═════ DATA SHOWN

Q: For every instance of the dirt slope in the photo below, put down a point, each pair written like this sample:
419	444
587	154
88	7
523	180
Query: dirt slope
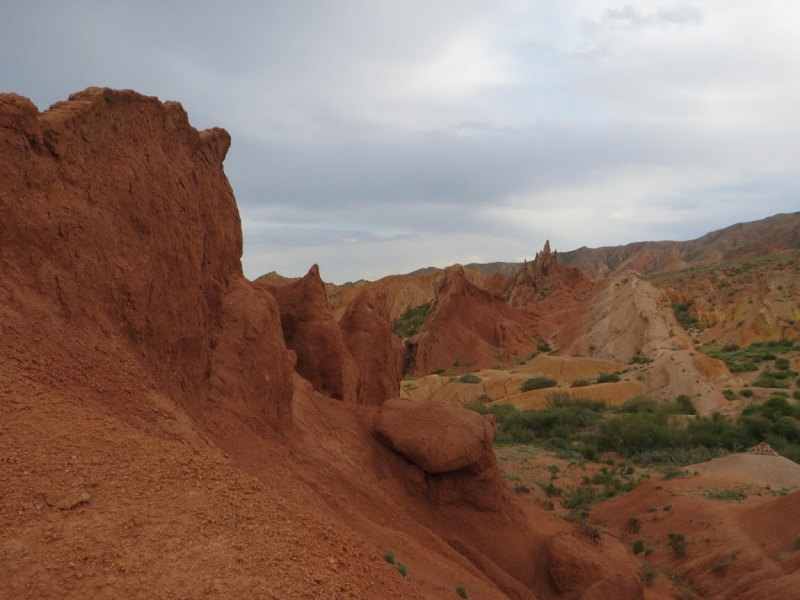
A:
141	368
733	549
741	301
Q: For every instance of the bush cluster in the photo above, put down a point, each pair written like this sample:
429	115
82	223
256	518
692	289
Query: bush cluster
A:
537	383
645	430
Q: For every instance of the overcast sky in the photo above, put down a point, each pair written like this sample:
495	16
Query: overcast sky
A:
378	137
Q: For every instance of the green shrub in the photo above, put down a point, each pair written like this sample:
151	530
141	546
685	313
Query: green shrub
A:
537	383
648	573
410	321
608	378
686	404
678	543
772	379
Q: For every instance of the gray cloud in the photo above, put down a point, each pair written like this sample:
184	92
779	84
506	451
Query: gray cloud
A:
380	137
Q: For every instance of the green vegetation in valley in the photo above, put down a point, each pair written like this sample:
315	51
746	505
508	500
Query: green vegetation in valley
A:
409	323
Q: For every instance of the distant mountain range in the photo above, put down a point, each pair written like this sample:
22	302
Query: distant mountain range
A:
773	234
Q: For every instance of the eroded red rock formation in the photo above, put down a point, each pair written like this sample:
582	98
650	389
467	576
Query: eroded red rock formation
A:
376	351
468	324
311	331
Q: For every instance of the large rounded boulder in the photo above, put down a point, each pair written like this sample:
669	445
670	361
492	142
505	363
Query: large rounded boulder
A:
435	437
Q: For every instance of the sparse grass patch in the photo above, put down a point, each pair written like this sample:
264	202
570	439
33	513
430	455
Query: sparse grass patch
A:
408	324
648	573
677	542
729	394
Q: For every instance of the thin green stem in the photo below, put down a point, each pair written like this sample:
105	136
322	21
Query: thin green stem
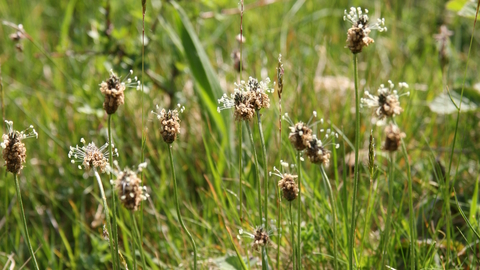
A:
116	258
279	224
447	178
299	213
138	240
411	215
240	169
107	217
334	214
178	208
25	228
386	233
265	169
351	238
292	229
257	173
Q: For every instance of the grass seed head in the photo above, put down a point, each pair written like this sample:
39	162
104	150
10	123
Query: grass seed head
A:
386	103
90	156
300	136
393	137
14	150
170	122
357	35
129	188
289	187
113	90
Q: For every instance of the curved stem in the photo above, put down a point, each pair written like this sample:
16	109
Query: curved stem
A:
265	169
240	169
107	216
257	172
178	208
139	240
116	258
292	229
25	228
351	238
334	213
299	215
265	185
386	234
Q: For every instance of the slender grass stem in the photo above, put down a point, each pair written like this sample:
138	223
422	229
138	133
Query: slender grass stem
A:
292	230
334	214
257	173
107	217
299	213
279	224
178	209
116	258
138	240
386	233
240	169
265	178
351	238
459	108
411	216
24	220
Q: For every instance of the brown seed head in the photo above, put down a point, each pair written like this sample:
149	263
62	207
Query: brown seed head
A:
289	187
300	136
393	137
316	153
170	123
90	156
357	35
261	238
129	189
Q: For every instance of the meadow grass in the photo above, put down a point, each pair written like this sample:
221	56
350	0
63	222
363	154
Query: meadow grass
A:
54	85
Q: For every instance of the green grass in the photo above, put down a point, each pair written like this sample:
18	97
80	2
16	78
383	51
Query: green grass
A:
53	85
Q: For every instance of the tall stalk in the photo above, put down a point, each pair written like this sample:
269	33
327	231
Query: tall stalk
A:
459	108
351	238
386	233
24	221
292	229
299	215
114	207
178	209
107	217
259	189
411	211
138	240
257	173
240	169
334	214
265	168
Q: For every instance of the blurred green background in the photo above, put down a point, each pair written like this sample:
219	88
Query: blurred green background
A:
52	81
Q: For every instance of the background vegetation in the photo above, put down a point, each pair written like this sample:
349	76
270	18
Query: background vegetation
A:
54	85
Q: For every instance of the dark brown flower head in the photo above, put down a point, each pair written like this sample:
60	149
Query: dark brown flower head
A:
113	90
261	238
301	133
14	151
316	153
393	137
90	156
247	98
170	123
300	136
357	35
386	103
129	188
287	182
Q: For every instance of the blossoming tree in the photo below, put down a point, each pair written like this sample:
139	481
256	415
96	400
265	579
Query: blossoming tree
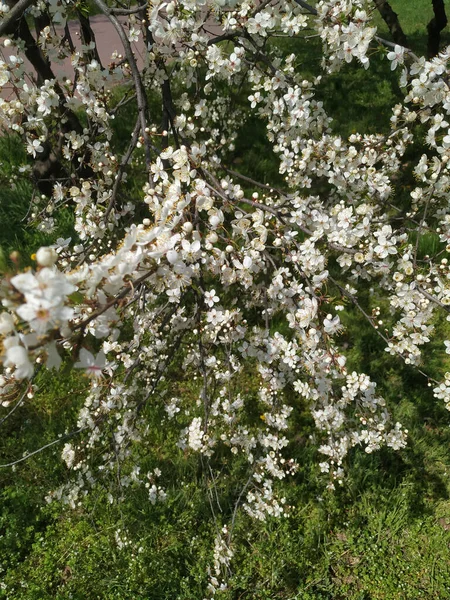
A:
199	270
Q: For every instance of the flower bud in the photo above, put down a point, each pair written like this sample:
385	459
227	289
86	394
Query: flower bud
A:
46	257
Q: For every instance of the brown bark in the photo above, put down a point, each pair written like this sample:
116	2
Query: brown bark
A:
391	19
435	26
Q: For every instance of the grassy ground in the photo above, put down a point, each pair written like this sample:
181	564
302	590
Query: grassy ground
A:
384	536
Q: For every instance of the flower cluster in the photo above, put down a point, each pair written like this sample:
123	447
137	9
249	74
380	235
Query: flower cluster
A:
192	295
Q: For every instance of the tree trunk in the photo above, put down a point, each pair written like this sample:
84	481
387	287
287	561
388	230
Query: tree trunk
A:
435	26
391	19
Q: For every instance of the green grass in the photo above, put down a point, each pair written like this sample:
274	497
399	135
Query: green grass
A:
385	535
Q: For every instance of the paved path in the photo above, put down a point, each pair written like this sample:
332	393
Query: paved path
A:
107	41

══════════

» **WHAT TO WORK ON**
Pull every line with the word "bush" from the data.

» **ANSWER SECTION**
Q: For every instance of the bush cluster in the photo above, put down a point, each pair written like this sample:
Query: bush cluster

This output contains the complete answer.